>> begin Records for the task

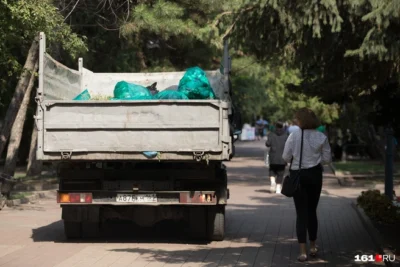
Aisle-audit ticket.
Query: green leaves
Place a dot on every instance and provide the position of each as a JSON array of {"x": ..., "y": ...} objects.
[{"x": 261, "y": 88}]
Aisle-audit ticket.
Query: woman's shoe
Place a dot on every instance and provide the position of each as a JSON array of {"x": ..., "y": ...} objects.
[
  {"x": 313, "y": 251},
  {"x": 302, "y": 258}
]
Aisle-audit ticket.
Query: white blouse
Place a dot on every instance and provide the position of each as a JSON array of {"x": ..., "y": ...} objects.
[{"x": 316, "y": 149}]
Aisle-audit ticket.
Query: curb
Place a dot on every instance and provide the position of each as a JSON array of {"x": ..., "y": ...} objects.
[
  {"x": 373, "y": 232},
  {"x": 25, "y": 200},
  {"x": 36, "y": 186}
]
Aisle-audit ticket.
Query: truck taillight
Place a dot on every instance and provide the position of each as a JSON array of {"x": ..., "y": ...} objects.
[{"x": 74, "y": 198}]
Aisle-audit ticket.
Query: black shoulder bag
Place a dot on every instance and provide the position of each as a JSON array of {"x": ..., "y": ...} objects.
[{"x": 291, "y": 182}]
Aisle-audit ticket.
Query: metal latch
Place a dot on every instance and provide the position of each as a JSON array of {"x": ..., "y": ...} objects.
[
  {"x": 198, "y": 155},
  {"x": 66, "y": 154}
]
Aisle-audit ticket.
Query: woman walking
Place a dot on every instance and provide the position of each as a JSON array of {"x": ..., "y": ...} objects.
[
  {"x": 316, "y": 151},
  {"x": 276, "y": 143}
]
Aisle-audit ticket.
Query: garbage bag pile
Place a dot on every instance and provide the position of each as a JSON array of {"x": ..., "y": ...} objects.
[{"x": 193, "y": 85}]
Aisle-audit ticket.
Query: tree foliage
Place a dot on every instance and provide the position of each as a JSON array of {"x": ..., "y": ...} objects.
[
  {"x": 262, "y": 89},
  {"x": 20, "y": 22}
]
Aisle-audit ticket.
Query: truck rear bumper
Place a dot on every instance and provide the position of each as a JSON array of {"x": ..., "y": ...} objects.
[{"x": 142, "y": 198}]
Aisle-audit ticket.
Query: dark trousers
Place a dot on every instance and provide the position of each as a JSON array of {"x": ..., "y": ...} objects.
[
  {"x": 278, "y": 171},
  {"x": 306, "y": 201}
]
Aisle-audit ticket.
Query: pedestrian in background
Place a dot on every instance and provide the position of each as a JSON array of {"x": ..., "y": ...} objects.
[
  {"x": 316, "y": 151},
  {"x": 276, "y": 143}
]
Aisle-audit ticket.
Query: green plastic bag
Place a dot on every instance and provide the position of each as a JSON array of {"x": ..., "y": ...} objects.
[
  {"x": 83, "y": 96},
  {"x": 130, "y": 91},
  {"x": 170, "y": 94},
  {"x": 195, "y": 85}
]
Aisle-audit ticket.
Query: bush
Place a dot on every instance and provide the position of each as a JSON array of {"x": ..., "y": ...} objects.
[{"x": 379, "y": 207}]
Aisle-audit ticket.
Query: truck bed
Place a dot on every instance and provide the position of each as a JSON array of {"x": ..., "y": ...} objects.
[{"x": 123, "y": 130}]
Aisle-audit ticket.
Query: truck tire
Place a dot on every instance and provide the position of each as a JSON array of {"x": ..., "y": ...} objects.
[
  {"x": 72, "y": 230},
  {"x": 90, "y": 229},
  {"x": 216, "y": 223},
  {"x": 198, "y": 222}
]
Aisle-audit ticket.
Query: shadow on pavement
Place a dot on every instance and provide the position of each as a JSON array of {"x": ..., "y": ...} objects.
[
  {"x": 256, "y": 235},
  {"x": 262, "y": 233}
]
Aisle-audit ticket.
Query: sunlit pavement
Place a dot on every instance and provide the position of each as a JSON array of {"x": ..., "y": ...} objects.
[{"x": 260, "y": 230}]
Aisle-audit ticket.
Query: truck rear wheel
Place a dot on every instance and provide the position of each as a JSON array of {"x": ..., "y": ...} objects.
[
  {"x": 72, "y": 229},
  {"x": 216, "y": 223}
]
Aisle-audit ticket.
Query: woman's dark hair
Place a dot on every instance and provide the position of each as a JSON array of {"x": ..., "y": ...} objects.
[
  {"x": 306, "y": 119},
  {"x": 279, "y": 125}
]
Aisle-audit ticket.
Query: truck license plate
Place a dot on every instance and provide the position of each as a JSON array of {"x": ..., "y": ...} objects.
[{"x": 137, "y": 198}]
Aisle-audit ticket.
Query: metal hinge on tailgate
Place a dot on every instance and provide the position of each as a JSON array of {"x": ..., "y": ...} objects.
[
  {"x": 66, "y": 155},
  {"x": 199, "y": 155}
]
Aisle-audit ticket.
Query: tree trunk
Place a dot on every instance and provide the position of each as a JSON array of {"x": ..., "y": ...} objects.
[
  {"x": 20, "y": 90},
  {"x": 34, "y": 166},
  {"x": 18, "y": 127}
]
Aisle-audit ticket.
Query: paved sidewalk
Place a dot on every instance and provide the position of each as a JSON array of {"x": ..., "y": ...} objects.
[{"x": 260, "y": 231}]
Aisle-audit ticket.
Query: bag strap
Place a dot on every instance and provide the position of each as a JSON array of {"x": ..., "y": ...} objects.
[
  {"x": 301, "y": 148},
  {"x": 301, "y": 151}
]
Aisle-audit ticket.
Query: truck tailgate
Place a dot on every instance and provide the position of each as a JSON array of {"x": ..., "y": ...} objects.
[{"x": 94, "y": 129}]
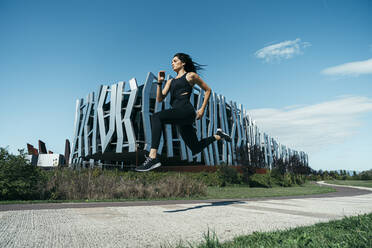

>> end Records for the task

> **Written task**: Pull out every line of the records that contains the word "rear", and copy each one unchanged.

> **Task response**:
Query: truck rear bumper
Query: truck rear wheel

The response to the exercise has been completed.